= Document section =
....................

How do I go shampoo free?
First, cleanse your hair one last time with a shampoo that contains sulfates. This will cleanse your hair of any product buildup in your hair, including silicone buildup. Silicones are found in many hair products, including conditioners, styling products, and heat protectants. Silicones coat your hair shafts in a water-proof barrier that seals the hair shaft from ever letting moisture in or out– which is great if you’re trying to battle frizz or protect your hair from heat damage– but if you don’t properly wash the silicones out of your hair before starting no poo, your hair will not be able to absorb any water or any further moisturizing products, and will be left with dry hair. Most silicones are not water-soluble, so the only way to properly wash them out is with sulfates (which is the harsh detergents found in shampoo that are drying your hair out! Do you see how this is a vicious cycle?). So use a sulfate shampoo one last time before you go shampoo-free, and then stop using any products containing both sulfates and silicones.
Traditional soap and shampoo can be replaced with: diluted baking soda, salt water, various herbs, or bentonite/kaolin clay. Powdered herbs (shikakai, aritha/reetha, henna, cassia) and clays can be used as a liquid solution or paste as a clarifying treatment. If you have type 3 or 4 hair, you may not even need these treatments… many people with curly hair can go conditioner-only, or even water-only!
Use one tablespoon(TBSP) of baking soda, or other shampoo replacement (clay, shikakai, salt, etc) per one cup of warm or hot water. You can double or triple the recipe if you have very, very long or thick hair. But do not use more than 1 TBSP, your hair will become hard, dry or feel brittle if you use too much of anything.

....................

[Data extracted from a collection]
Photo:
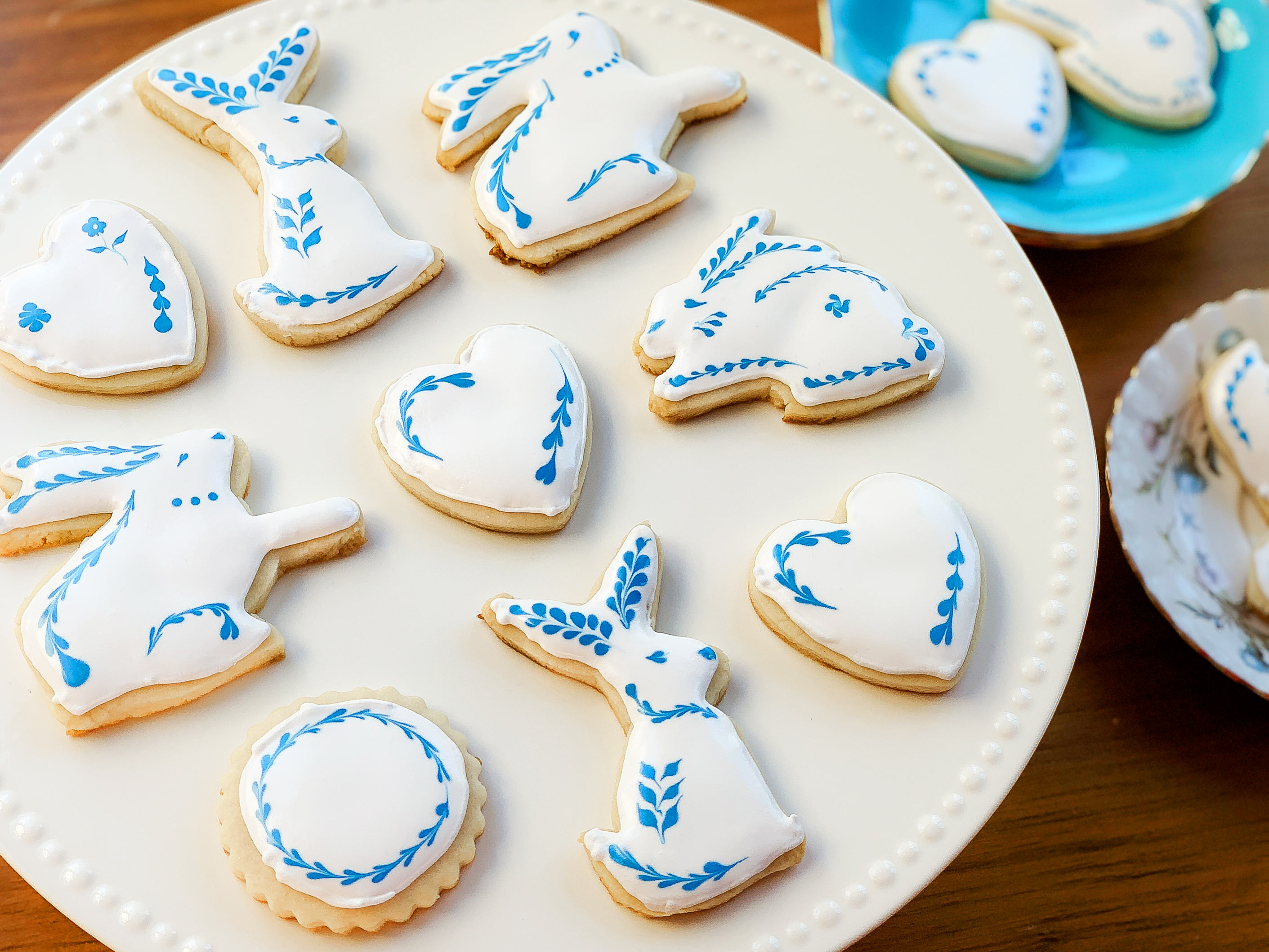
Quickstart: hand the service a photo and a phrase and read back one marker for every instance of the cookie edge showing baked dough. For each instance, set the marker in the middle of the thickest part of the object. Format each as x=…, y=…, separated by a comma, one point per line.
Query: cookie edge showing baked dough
x=773, y=391
x=474, y=513
x=154, y=698
x=206, y=132
x=513, y=638
x=152, y=381
x=780, y=622
x=310, y=912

....................

= Prompt A =
Answer these from the guide to going shampoo free:
(i) Which three kinds of hair products are named as containing silicones?
(ii) Which hair types may not need the clarifying treatments at all?
(iii) How much baking soda is used per one cup of warm or hot water?
= Prompt B =
From the guide to going shampoo free, return the passage starting with "Use one tablespoon(TBSP)" and going on through "much of anything.".
= Prompt C =
Take the guide to going shampoo free further from where it stops.

= Written answer A =
(i) Conditioners, styling products, and heat protectants.
(ii) Type 3 or 4 hair.
(iii) One tablespoon.

= Written answer B =
Use one tablespoon(TBSP) of baking soda, or other shampoo replacement (clay, shikakai, salt, etc) per one cup of warm or hot water. You can double or triple the recipe if you have very, very long or thick hair. But do not use more than 1 TBSP, your hair will become hard, dry or feel brittle if you use too much of anything.

= Written answer C =
You can put this mix in a recycled shampoo bottle, and apply to your hair with warm water. The mix should not feel gritty, and should be a liquid. If you have very short or thick hair, you may find it easier to make a paste with a tablespoon of baking soda, salt or clay (or less) and sprinkle it over very wet hair and massage in. Otherwise, spray or pour the mixture onto your hair and work it in. Let it sit about a minute, and then rinse. I personally find it easiest to make a liquidy paste in the palm of my hand with about half a tablespoon, and then sprinkle and massage into dripping wet hair.
Experiment and see what works best for you, there are no official rules.
Conditioner can be replaced with acidic rinses or moisturizing herbs:
- Acidic conditioners : (diluted!!) apple cider vinegar, 100 % coffee, black tea, or green tea
- Moisturizing/Cleansing conditioners: chamomile tea, tulsi, amla, henna, cassia, boiled flax seed gel, aloe vera(100% undiluted), shea butter, coconut oil, almond oil, etc.
For a typical ACV rinse, make up a solution of one to two tablespoons of Apple Cider Vinegar (ACV) per cup of water. * 100% coffee or tea can be just as effective.*
Apply to wet hair, massage into scalp and rinse off with cold water. Please note, you don’t always have to apply a rinse with every wash! I personally find I only need to do a rinse every 2-3 washes.
What do these ingredients do?
- Clay cleanses hair by pulling out the oils and dirt, similar to how clay cleanses the skin during a mud mask. It can leave hair extremely dry if used in large amounts. When used in dilute amounts, it is a great cleanser and leaves hair very “moldable”. The texture of your hair will change! It takes some getting used to, but it looks wonderful when styled. You hair will appear to have a lot of “product” in it, without having to use commercial hair gels.
- Cleansing herbs include shikakai and aritha. These herbs have soporific qualities; when the powdered herb is mixed with water, it creates a mild froth, similar to soap. These herbs are also quite moisturizing!
- Baking soda is the weakest alkali of sodium compounds, it would take using a lot to do damage to your skin or hair when used in small amounts. It has a lot of useful properties like deodorizing, leavening (for baking), whitening, polishing and clarifying. You only need a little bit, regardless of what you’re using it for. Just like with vinegar, a little goes a long way. Plain water can remove almost all the dirt you can get in your hair, but a little baking soda can not only remove the rest, but take care of the build-up from hair products, shampoos and anything else you might pick up. Some people find that over time, using baking soda in their hair will lighten the colour – although most agree that if this happens you’re using it too much, and perhaps not using enough ACV. Once or twice a week is fine, even less if your hair is in very good condition or easy to manage.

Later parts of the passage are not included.